| Persyaratan |
Tolong tulis ulang bagian berita pemeriksaan Zulhendri Hasan di bawah, dari "Rep: Dian Fath" sampai dengan "pada hari ini.", lalu ganti "gedung KPK" dengan "kantor KPK".

── Kutipan Tersedia ──

Selasa 14 Nov 2017 20:46 WIB

Politikus Golkar Jelaskan Upaya Pencabutan BAP Kasus KTP-El

Rep: Dian Fath Risalah/ Red: Bayu Hermawan
Wakil Bendahara Umum bidang jasa keuangan perbankan Partai Golkar Zulhendri Hasan saat tiba untuk menjalani pemeriksaan di gedung KPK, Jakarta, Selasa (14/11).
Foto: Republika/Prayogi
Wakil Bendahara Umum bidang jasa keuangan perbankan Partai Golkar Zulhendri Hasan saat tiba untuk menjalani pemeriksaan di gedung KPK, Jakarta, Selasa (14/11).

REPUBLIKA.CO.ID, JAKARTA -- Wakil Bendahara Umum  Bidang Jasa Keuangan Perbankan Partai Golkar, Zulhendri Hasan menjalani pemeriksaan sebagai saksi kasus dugaan merintangi proses penyidikan, persidangan, dan memberikan keterangan tidak benar pada persidangan perkara KTP elektronik (KTP-el) dengan tersangka anggota DPR RI Markus Nari pada Selasa (14/11). Sedianya, Zulhendri dijadwalkan pada Senin (6/11) lalu, namun dia tidak bisa hadir, sehingga dijadwal ulang pada hari ini.

───
── Cuplikan Data ──

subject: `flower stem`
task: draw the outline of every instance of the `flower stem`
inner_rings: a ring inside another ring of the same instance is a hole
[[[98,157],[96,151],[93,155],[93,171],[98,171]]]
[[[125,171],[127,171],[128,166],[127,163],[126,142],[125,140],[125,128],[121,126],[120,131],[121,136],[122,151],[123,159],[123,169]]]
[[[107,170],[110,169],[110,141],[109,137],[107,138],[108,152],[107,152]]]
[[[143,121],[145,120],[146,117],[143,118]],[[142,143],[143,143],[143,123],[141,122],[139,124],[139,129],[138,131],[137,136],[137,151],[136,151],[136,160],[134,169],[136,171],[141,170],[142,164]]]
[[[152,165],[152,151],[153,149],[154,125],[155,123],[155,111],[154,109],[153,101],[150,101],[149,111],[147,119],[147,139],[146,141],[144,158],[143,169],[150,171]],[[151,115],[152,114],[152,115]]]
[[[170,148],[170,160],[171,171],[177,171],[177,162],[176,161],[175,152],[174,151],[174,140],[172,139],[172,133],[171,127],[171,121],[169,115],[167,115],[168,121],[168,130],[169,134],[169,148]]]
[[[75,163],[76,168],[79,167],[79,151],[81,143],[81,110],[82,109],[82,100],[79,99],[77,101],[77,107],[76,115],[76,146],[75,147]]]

───

| Jawaban Tugas |
Rep: Dian Fath Risalah/ Red: Bayu Hermawan
Wakil Bendahara Umum bidang jasa keuangan perbankan Partai Golkar Zulhendri Hasan saat tiba untuk menjalani pemeriksaan di kantor KPK, Jakarta, Selasa (14/11).
Foto: Republika/Prayogi
Wakil Bendahara Umum bidang jasa keuangan perbankan Partai Golkar Zulhendri Hasan saat tiba untuk menjalani pemeriksaan di kantor KPK, Jakarta, Selasa (14/11).

REPUBLIKA.CO.ID, JAKARTA -- Wakil Bendahara Umum  Bidang Jasa Keuangan Perbankan Partai Golkar, Zulhendri Hasan menjalani pemeriksaan sebagai saksi kasus dugaan merintangi proses penyidikan, persidangan, dan memberikan keterangan tidak benar pada persidangan perkara KTP elektronik (KTP-el) dengan tersangka anggota DPR RI Markus Nari pada Selasa (14/11). Sedianya, Zulhendri dijadwalkan pada Senin (6/11) lalu, namun dia tidak bisa hadir, sehingga dijadwal ulang pada hari ini.